:: Problem description ::
Bring together all lines from the listing below that contain the string "petal".

:: Data for processing ::

━━━━━━━━

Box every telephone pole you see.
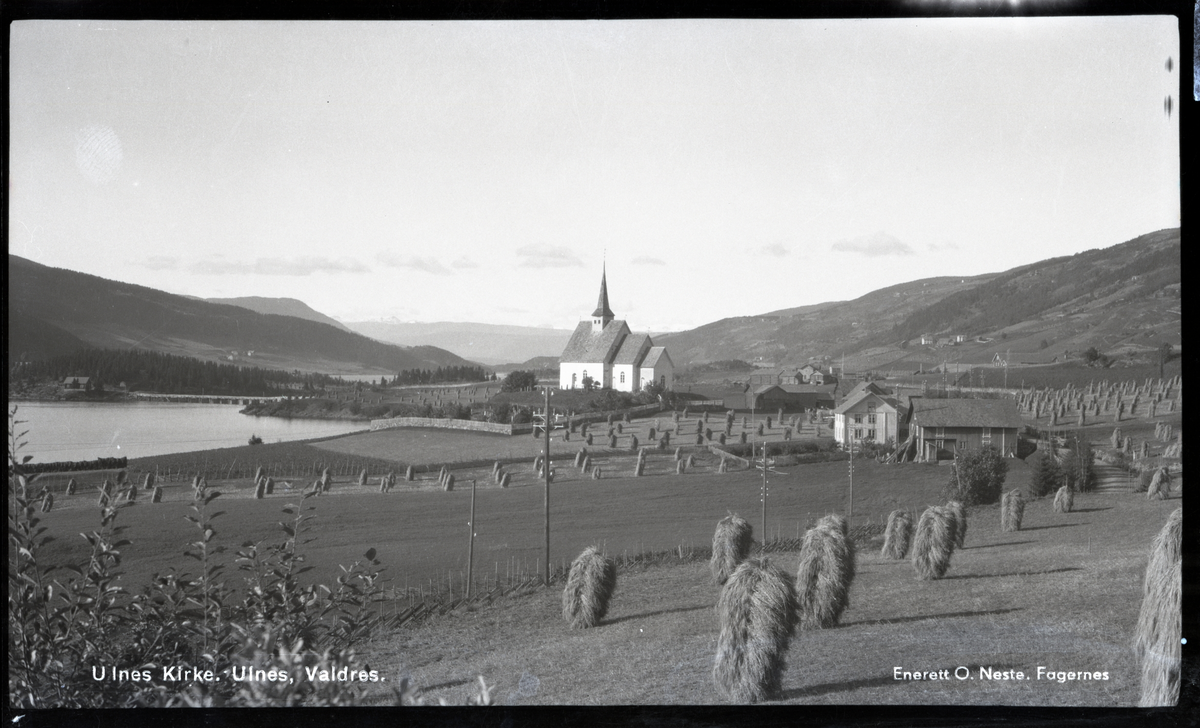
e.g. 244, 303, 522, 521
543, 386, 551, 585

━━━━━━━━

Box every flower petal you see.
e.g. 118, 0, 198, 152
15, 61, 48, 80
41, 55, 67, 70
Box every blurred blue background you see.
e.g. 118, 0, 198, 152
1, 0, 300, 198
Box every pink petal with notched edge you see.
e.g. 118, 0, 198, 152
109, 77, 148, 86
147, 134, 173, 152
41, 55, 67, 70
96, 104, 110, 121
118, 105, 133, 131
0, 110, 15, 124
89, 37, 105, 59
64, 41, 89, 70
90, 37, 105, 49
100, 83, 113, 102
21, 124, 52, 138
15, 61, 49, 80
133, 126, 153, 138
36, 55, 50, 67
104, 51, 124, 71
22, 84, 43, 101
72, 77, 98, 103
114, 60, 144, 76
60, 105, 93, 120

━━━━━━━━

:: Output of the exercise ::
Box every flower petal you see.
Box every pink petal with notched edge you see.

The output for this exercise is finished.